_MATERIAL SHOWN:_
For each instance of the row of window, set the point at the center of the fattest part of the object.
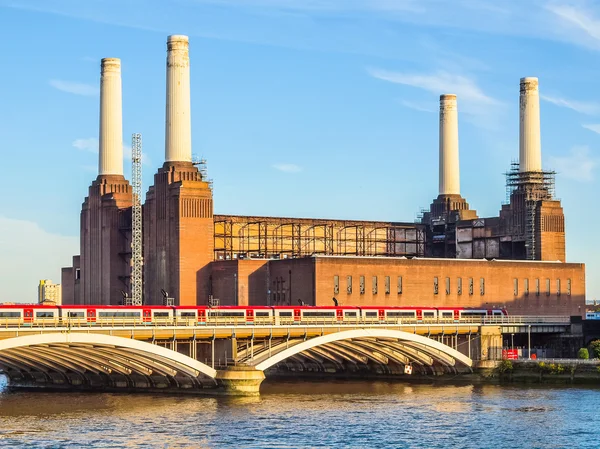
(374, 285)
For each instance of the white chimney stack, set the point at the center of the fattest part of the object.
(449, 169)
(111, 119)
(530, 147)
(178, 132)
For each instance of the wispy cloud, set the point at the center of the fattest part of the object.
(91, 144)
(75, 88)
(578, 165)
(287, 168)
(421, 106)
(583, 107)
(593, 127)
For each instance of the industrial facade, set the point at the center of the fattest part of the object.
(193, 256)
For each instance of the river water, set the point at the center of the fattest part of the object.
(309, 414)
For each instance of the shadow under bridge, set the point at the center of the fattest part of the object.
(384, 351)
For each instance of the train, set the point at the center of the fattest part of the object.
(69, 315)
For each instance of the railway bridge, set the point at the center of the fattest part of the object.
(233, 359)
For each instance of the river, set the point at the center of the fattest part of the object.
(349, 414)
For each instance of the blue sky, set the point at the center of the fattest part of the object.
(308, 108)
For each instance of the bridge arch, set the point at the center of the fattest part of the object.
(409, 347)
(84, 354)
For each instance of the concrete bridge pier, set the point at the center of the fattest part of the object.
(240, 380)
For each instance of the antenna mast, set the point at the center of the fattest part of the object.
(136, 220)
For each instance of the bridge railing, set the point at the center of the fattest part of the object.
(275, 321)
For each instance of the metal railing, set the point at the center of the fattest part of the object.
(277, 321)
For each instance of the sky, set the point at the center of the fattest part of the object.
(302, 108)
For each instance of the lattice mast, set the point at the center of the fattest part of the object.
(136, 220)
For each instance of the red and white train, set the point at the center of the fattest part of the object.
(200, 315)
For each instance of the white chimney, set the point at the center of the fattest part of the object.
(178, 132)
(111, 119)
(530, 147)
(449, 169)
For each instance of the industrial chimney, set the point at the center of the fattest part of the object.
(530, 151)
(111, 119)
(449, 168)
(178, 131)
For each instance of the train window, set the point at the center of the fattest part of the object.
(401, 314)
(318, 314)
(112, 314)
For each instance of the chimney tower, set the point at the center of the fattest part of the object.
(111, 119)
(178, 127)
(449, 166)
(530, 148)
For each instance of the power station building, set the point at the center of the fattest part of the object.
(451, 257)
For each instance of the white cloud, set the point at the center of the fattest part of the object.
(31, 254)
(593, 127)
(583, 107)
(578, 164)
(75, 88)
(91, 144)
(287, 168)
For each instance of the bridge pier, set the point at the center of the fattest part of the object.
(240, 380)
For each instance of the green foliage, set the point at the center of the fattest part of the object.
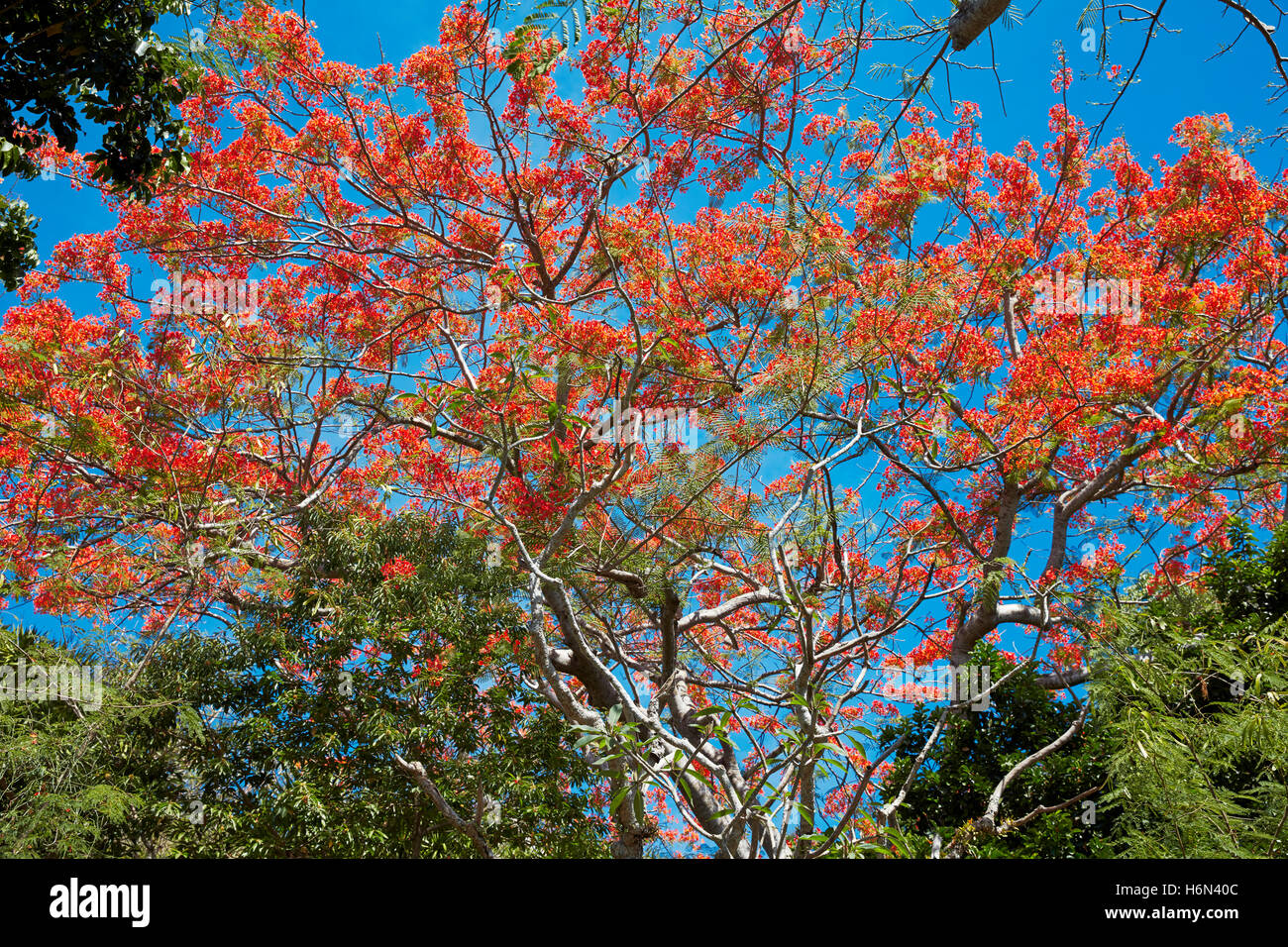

_WHAT YOU WILL DO:_
Restate every record exactly, please; do not copy the pictures.

_COMPLETE ANSWER:_
For each instance of the row of window, set the point at the center of the fattest part of the object.
(374, 285)
For each instance of the white chimney stack, set the point at the center of the fattest part of the object.
(449, 169)
(111, 119)
(530, 147)
(178, 132)
For each instance of the wispy cloud, set the point at the center of the fattest part of the object.
(91, 144)
(75, 88)
(578, 165)
(287, 168)
(421, 106)
(583, 107)
(593, 127)
For each instance of the industrial facade, set the point at the center of the fattest part of the object.
(193, 256)
For each instance of the river water, set the point at the center of the fattest part of the object.
(309, 414)
For each instance of the shadow under bridge, set the point at the center of the fattest part of the object.
(384, 351)
For each instance of the train, set the point at the center of the fattest part of the object.
(69, 315)
For each instance of the railway bridge, set the point at the center of the fattest part of the object.
(233, 359)
For each instance of the river, set the point at the center of the fattest part of the object.
(349, 414)
For each instance of the blue sky, set the point at the center of the fattest part of the object.
(308, 108)
For each instance of the bridge arch, set the point at the center of the fattest part of the object.
(409, 347)
(84, 354)
For each instance of the concrete bridge pier, set the point at the center of the fattest part of the object.
(240, 380)
For each instance of the antenna mast, set the point at the center of the fattest part of the object.
(136, 220)
For each instance of the bridge railing, set the point at the center of the fattest part of the object.
(275, 321)
For each instance of the metal railing, set the point at the center of the fattest part of the object.
(277, 321)
For each instance of the sky, set the point at the center of the fattest part of the object.
(302, 108)
For each instance of the lattice mast, set the point at the center of the fattest part of the object.
(136, 220)
For each instance of the red and white train, set the point at the center of the fattest part of the object.
(200, 315)
For each instance of the white chimney, set the point at the center of the fattest part of the object.
(178, 132)
(111, 119)
(530, 147)
(449, 169)
For each instance of the industrial chimney, set the point at the center of the fattest part of the object.
(530, 151)
(111, 119)
(449, 168)
(178, 131)
For each instance of the train window, set the point at the center of the fattest part of the object.
(401, 314)
(318, 314)
(112, 314)
For each instance of the chimney tower, set the point at the center of the fattest part of the object.
(111, 119)
(178, 127)
(449, 166)
(530, 148)
For each instance of the power station building, set the point at the center of the fattest part of the object.
(451, 257)
For each instance of the white cloud, set the point at the center of the fattest part of the object.
(31, 254)
(593, 127)
(583, 107)
(578, 164)
(75, 88)
(91, 144)
(287, 168)
For each instance of the bridge pier, set the point at the center of the fattest part of the object.
(240, 380)
For each instance of the green foliage, set the point at the center of the fattest part of the object.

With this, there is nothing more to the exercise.